Cocky, intellectual, brash and atavistic Joe’s physical, sexual prowess cannot be replicated in the mind. MacGregor captures Joe’s inability to articulate himself successfully, with the comparative lack of dialogue more than compensated through action completely unchecked by any sense of right or wrong. Occasionally, Joe finds a conduit of expression, musing evocatively over the events surrounding the dead girls passing to an impromptu audience of Ella and her husband Les (Peter Mullan), but in the most part Joe’s internal impotence leads to a sense of frustration that manifests itself explosively, alienating anyone within blast range. We come to discover through Joe’s relationship with the dead girl Cathy (Emily Mortimer) ended resentfully in one spectacular scene, that will divide audience reaction with its ambiguity, brought on by Joe’s inability to transcend the mundane rigours of normality. Joe’s failed ambitions as a writer bring him back down to earth, on a collision course with further introspection and a steeper descent into amorality.

Technically the film is a joy to behold. Favouring Europe over America and wearing its influences clearly and unashamedly on its sleeve, Young Adam is styled very closely to films of the era contemporary with the setting. Knowingly indebted, to the edgy and engaging social dramas of the early 1960’s that won such acclaim for British directors worldwide and garlanded with a smidgen of continental influence (mostly French and Italian), notably in the pacing throughout the first two cold and contemplatory thirds of the film, Young Adam feels familiar, yet fresh and distinctive, as if a re-examination of the basic human values and pre-occupations that were so prevalent in films of that age was well overdue.

Assigned task 1:
According to the review, which actor plays Les?
Assigned task 2:
From the review, copy the passage starting at "Technically the film" and ending at "was well overdue.".
The listing comes from a different source than the review.

Extracted records:
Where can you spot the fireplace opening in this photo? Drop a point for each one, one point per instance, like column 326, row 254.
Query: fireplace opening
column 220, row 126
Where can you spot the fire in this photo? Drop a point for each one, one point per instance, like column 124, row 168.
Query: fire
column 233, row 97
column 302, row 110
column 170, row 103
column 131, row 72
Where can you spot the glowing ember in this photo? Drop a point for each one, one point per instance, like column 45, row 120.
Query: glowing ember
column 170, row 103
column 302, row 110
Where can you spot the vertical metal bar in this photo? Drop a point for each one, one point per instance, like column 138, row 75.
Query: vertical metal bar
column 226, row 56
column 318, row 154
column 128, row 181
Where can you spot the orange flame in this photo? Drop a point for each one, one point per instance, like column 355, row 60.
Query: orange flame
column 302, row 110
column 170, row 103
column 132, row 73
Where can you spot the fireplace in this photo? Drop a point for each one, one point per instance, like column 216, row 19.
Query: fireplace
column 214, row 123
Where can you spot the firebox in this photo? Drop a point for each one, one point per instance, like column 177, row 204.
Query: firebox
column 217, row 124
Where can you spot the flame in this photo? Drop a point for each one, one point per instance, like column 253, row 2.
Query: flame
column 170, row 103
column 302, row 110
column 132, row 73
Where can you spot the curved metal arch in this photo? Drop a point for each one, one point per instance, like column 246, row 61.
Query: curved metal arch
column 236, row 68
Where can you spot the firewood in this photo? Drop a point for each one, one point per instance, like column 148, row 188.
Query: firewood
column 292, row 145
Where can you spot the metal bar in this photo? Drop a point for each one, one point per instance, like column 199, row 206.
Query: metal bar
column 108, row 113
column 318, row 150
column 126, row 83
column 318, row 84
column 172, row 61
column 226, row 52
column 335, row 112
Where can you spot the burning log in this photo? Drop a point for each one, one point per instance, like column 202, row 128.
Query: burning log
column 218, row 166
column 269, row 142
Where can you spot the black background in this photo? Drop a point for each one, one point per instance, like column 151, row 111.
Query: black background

Exercise solution 1:
Peter Mullan

Exercise solution 2:
Technically the film is a joy to behold. Favouring Europe over America and wearing its influences clearly and unashamedly on its sleeve, Young Adam is styled very closely to films of the era contemporary with the setting. Knowingly indebted, to the edgy and engaging social dramas of the early 1960’s that won such acclaim for British directors worldwide and garlanded with a smidgen of continental influence (mostly French and Italian), notably in the pacing throughout the first two cold and contemplatory thirds of the film, Young Adam feels familiar, yet fresh and distinctive, as if a re-examination of the basic human values and pre-occupations that were so prevalent in films of that age was well overdue.